▸ **Work instruction**
Convert every nonblank line of the material below into a Markdown table with the columns "Line No." and "Text," numbering the rows in order.

▸ **Data for this exercise**
= = = = =

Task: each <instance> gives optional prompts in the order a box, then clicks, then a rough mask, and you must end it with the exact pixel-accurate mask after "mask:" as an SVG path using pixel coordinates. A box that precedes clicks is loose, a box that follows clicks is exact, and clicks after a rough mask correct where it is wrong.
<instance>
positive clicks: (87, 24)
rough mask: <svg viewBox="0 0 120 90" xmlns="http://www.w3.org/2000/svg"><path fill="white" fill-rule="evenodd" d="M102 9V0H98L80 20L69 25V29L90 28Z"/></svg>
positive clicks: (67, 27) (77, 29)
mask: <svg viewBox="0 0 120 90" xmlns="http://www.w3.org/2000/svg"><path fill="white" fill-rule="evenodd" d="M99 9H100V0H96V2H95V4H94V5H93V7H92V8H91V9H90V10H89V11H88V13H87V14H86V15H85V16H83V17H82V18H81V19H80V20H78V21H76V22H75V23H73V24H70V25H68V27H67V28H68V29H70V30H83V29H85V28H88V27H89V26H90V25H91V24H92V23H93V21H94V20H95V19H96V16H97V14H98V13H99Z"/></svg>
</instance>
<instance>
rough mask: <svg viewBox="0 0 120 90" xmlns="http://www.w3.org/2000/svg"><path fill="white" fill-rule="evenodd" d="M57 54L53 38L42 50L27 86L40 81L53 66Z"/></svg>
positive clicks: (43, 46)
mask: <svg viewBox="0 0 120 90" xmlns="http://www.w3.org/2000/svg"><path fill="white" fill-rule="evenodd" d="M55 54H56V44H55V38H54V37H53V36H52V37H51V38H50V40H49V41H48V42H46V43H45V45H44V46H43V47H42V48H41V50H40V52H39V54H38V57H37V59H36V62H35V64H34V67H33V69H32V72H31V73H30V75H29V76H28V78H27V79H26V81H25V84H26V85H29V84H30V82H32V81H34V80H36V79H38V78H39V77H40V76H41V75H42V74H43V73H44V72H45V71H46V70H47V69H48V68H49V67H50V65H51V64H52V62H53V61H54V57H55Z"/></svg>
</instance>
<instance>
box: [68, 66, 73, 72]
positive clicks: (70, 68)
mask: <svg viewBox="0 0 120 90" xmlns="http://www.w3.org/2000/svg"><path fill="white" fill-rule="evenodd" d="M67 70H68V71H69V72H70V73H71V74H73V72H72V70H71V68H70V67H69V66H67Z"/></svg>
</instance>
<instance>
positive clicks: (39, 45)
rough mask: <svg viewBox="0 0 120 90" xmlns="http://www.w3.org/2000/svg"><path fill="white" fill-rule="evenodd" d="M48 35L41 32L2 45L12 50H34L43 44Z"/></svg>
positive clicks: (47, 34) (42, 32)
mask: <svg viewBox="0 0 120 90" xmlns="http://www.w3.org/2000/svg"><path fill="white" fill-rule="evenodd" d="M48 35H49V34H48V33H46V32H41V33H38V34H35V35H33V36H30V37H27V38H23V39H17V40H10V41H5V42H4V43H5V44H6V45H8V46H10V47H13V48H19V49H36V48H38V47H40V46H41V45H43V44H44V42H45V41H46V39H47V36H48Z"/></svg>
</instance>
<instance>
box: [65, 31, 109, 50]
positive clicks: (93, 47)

= = = = =

▸ **Problem solution**
| Line No. | Text |
|---|---|
| 1 | Task: each <instance> gives optional prompts in the order a box, then clicks, then a rough mask, and you must end it with the exact pixel-accurate mask after "mask:" as an SVG path using pixel coordinates. A box that precedes clicks is loose, a box that follows clicks is exact, and clicks after a rough mask correct where it is wrong. |
| 2 | <instance> |
| 3 | positive clicks: (87, 24) |
| 4 | rough mask: <svg viewBox="0 0 120 90" xmlns="http://www.w3.org/2000/svg"><path fill="white" fill-rule="evenodd" d="M102 9V0H98L80 20L69 25V29L90 28Z"/></svg> |
| 5 | positive clicks: (67, 27) (77, 29) |
| 6 | mask: <svg viewBox="0 0 120 90" xmlns="http://www.w3.org/2000/svg"><path fill="white" fill-rule="evenodd" d="M99 9H100V0H96V2H95V4H94V5H93V7H92V8H91V9H90V10H89V11H88V13H87V14H86V15H85V16H83V17H82V18H81V19H80V20H78V21H76V22H75V23H73V24H70V25H68V27H67V28H68V29H70V30H83V29H85V28H88V27H89V26H90V25H91V24H92V23H93V21H94V20H95V19H96V16H97V14H98V13H99Z"/></svg> |
| 7 | </instance> |
| 8 | <instance> |
| 9 | rough mask: <svg viewBox="0 0 120 90" xmlns="http://www.w3.org/2000/svg"><path fill="white" fill-rule="evenodd" d="M57 54L53 38L42 50L27 86L40 81L53 66Z"/></svg> |
| 10 | positive clicks: (43, 46) |
| 11 | mask: <svg viewBox="0 0 120 90" xmlns="http://www.w3.org/2000/svg"><path fill="white" fill-rule="evenodd" d="M55 54H56V44H55V38H54V37H53V36H52V37H51V38H50V40H49V41H48V42H46V43H45V45H44V46H43V47H42V48H41V50H40V52H39V54H38V57H37V59H36V62H35V64H34V67H33V69H32V72H31V73H30V75H29V76H28V78H27V79H26V81H25V84H26V85H29V84H30V82H32V81H34V80H36V79H38V78H39V77H40V76H41V75H42V74H43V73H44V72H45V71H46V70H47V69H48V68H49V67H50V65H51V64H52V62H53V61H54V57H55Z"/></svg> |
| 12 | </instance> |
| 13 | <instance> |
| 14 | box: [68, 66, 73, 72] |
| 15 | positive clicks: (70, 68) |
| 16 | mask: <svg viewBox="0 0 120 90" xmlns="http://www.w3.org/2000/svg"><path fill="white" fill-rule="evenodd" d="M67 70H68V71H69V72H70V73H71V74H73V72H72V70H71V68H70V67H69V66H67Z"/></svg> |
| 17 | </instance> |
| 18 | <instance> |
| 19 | positive clicks: (39, 45) |
| 20 | rough mask: <svg viewBox="0 0 120 90" xmlns="http://www.w3.org/2000/svg"><path fill="white" fill-rule="evenodd" d="M48 35L41 32L2 45L12 50H34L43 44Z"/></svg> |
| 21 | positive clicks: (47, 34) (42, 32) |
| 22 | mask: <svg viewBox="0 0 120 90" xmlns="http://www.w3.org/2000/svg"><path fill="white" fill-rule="evenodd" d="M48 35H49V34H48V33H46V32H41V33H38V34H35V35H33V36H30V37H27V38H23V39H17V40H10V41H5V42H4V43H5V44H6V45H8V46H10V47H13V48H19V49H36V48H38V47H40V46H41V45H43V44H44V42H45V41H46V39H47V36H48Z"/></svg> |
| 23 | </instance> |
| 24 | <instance> |
| 25 | box: [65, 31, 109, 50] |
| 26 | positive clicks: (93, 47) |